**Challenge**
Reproduce every row below word for word, leaving out the pictures.

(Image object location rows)

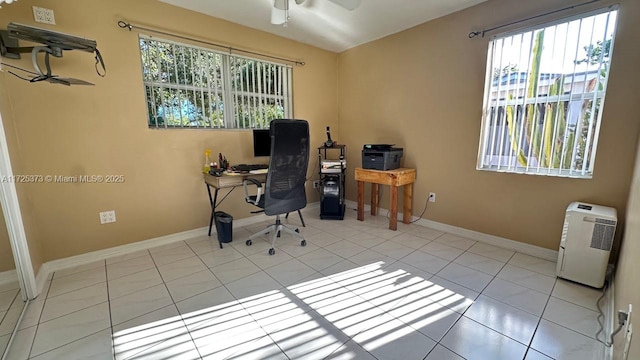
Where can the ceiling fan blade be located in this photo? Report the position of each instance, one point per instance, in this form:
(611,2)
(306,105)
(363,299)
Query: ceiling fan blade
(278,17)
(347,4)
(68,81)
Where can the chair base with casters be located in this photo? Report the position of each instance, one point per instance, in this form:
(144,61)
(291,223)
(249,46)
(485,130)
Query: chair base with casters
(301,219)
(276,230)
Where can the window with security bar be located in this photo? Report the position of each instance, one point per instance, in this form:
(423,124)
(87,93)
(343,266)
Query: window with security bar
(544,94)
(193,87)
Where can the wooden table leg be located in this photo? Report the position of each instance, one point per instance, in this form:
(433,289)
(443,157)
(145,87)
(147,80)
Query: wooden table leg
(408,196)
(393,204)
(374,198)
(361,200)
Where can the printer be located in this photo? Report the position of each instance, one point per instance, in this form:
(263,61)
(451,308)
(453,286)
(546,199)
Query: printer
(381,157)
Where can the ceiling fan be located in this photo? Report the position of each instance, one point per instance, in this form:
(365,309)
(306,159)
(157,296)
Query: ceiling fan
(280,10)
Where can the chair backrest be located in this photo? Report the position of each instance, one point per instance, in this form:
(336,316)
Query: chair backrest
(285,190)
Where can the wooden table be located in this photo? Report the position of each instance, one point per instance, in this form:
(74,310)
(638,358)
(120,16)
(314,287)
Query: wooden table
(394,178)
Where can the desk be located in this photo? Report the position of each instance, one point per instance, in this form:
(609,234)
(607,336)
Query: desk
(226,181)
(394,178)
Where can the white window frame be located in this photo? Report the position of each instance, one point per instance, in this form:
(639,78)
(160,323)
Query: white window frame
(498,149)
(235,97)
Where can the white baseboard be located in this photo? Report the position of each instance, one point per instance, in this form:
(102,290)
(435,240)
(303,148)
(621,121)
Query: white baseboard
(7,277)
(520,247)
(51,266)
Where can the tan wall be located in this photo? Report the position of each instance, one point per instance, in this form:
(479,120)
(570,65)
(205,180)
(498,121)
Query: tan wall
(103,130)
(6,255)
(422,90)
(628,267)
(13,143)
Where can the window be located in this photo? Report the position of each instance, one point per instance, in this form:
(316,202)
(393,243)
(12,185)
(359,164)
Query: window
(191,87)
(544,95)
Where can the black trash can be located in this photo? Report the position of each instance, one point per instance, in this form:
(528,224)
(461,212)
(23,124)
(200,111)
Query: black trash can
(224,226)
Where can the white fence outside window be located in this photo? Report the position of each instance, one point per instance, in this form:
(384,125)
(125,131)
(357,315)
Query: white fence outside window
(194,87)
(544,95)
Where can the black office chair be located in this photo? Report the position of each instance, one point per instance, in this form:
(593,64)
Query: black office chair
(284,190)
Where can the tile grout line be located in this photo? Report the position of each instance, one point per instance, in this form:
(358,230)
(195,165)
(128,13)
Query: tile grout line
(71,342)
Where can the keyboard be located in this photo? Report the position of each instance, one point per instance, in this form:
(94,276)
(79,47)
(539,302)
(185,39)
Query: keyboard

**The output**
Where can the ceiling fan blade be located in this photo? Report the position of each instance, one point per instance, in this form:
(611,2)
(306,105)
(363,299)
Query: ceiling fan blade
(278,17)
(347,4)
(68,81)
Where can the chair base with casters be located in this photo? Report the position of each instance, one point per instance, in this form:
(144,61)
(291,223)
(249,46)
(485,130)
Query: chair base with casters
(301,219)
(276,230)
Where can the window with security bar be located in this photo? Report the position of each instance, one point per instance, in this form:
(423,124)
(87,93)
(343,266)
Query: window with security bar
(544,94)
(193,87)
Where can the wooden table leg be located in this photo? Report the position of each instance, one point per instance, in this form:
(433,289)
(443,157)
(145,87)
(147,80)
Query: wooden table leg
(408,196)
(393,204)
(374,198)
(361,200)
Where can the printer be located in this photo? Report the position of each instance, one point per instance, in this form:
(263,61)
(451,308)
(453,286)
(546,199)
Query: printer
(381,157)
Where can the ceiling fan be located in this photo? Report the position of each instance, one point per instance, in this form:
(365,309)
(306,159)
(157,296)
Query: ceiling fan
(280,10)
Where can the chair backrest be located in this photo? Report the position of each instance, one point per instance, in this form:
(336,316)
Query: chair backrest
(285,190)
Where can the wooden table be located in this photo? Report the position of each instance, one point per instance, in this form:
(74,310)
(638,358)
(120,16)
(314,287)
Query: wooden table
(394,178)
Where can the desk be located in this photo? Report the position of each instance, one point per instance, in this form:
(609,234)
(607,336)
Query: desk
(226,181)
(394,178)
Where can the white window frame be located in this photo? Report the position of each instance, one point per instance, in this form:
(639,78)
(160,323)
Query: white window frame
(498,149)
(235,97)
Where can the white baseboard be located in this photo? Report the position of each instance, one point per instance, in this form:
(102,290)
(435,240)
(303,148)
(621,121)
Query: white baseboard
(7,277)
(520,247)
(51,266)
Where can the tan wall be located in this photo? Report the position of each instance, one point per instance, in this form:
(479,120)
(570,65)
(205,180)
(498,121)
Query: tan wall
(103,130)
(6,255)
(422,90)
(628,267)
(13,143)
Where can the window be located in this photo? Report the position of each instance, one point per instance, in this form:
(316,202)
(393,243)
(12,185)
(359,164)
Query: window
(191,87)
(544,95)
Where can the black trash can be located in this photo? Report the position of each instance, one point per instance, in this form:
(528,224)
(461,212)
(23,124)
(200,111)
Query: black trash can
(224,226)
Where can the white fence outside window be located in this photo? Report the position of each instance, one point per instance, in this form:
(384,125)
(125,131)
(357,315)
Query: white fence outside window
(194,87)
(544,95)
Where can the black office chair be located in this photo? Report the position of each instance, one point per instance, in this form:
(593,64)
Query: black office chair
(284,190)
Where can the tile grout line be located in this photo? Report the position of each instance, one point per instance, in this form:
(358,230)
(195,165)
(128,13)
Query: tile grout line
(71,342)
Where can the keyboard be located in this photo? Report the position of each instance, one point per instance, in this form:
(94,276)
(79,47)
(539,302)
(185,39)
Query: keyboard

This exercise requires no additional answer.